#### Directive
Locate each line of the listing below that contains the string "inscription", and copy every such line in full.

## BEGIN Records for this task

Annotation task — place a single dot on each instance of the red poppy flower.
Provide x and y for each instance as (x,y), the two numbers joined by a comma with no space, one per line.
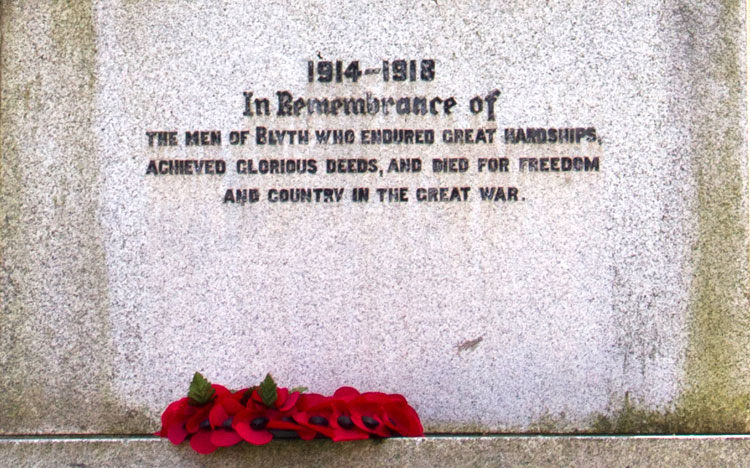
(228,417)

## END Records for this task
## BEGIN Records for this task

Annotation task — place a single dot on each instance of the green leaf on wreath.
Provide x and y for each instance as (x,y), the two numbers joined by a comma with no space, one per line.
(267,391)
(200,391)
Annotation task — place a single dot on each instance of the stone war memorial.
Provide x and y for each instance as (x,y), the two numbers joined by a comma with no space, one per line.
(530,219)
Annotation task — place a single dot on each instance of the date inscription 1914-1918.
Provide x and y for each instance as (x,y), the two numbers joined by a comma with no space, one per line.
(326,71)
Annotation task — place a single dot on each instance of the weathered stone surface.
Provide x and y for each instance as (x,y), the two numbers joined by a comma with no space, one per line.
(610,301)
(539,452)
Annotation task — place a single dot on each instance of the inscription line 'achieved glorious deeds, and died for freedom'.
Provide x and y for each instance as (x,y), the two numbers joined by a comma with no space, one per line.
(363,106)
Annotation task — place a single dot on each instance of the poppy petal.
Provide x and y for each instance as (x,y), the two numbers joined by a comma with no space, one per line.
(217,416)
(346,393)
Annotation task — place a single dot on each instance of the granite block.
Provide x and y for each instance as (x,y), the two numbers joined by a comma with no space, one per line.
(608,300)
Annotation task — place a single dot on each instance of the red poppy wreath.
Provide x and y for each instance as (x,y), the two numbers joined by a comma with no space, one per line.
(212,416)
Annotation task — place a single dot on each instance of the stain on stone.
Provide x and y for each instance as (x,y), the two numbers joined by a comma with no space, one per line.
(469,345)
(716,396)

## END Records for this task
## BEGIN Records for this task

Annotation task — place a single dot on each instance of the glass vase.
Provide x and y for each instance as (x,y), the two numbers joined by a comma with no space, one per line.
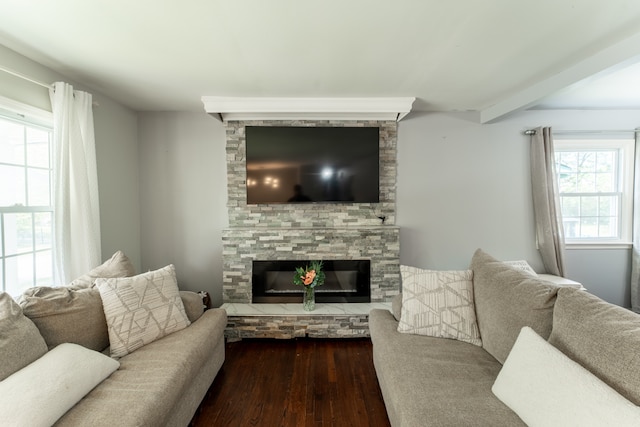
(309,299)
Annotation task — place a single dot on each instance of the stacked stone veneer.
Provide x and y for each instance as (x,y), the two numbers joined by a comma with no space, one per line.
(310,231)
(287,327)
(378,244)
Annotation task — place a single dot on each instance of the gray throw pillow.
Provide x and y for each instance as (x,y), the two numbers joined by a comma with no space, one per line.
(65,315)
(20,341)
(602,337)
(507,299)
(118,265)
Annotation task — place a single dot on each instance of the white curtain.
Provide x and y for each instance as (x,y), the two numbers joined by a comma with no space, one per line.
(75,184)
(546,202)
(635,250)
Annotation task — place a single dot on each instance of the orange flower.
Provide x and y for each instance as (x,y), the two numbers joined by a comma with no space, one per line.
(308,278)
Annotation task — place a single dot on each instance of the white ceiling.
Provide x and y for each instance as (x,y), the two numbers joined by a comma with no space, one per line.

## END Records for this task

#### Full solution
Annotation task — place a single dot on each instance of the date inscription 1914-1918.
Annotation task — place a single dot on each instance of the inscription line 'achieved glorious deeds, and died for freedom'.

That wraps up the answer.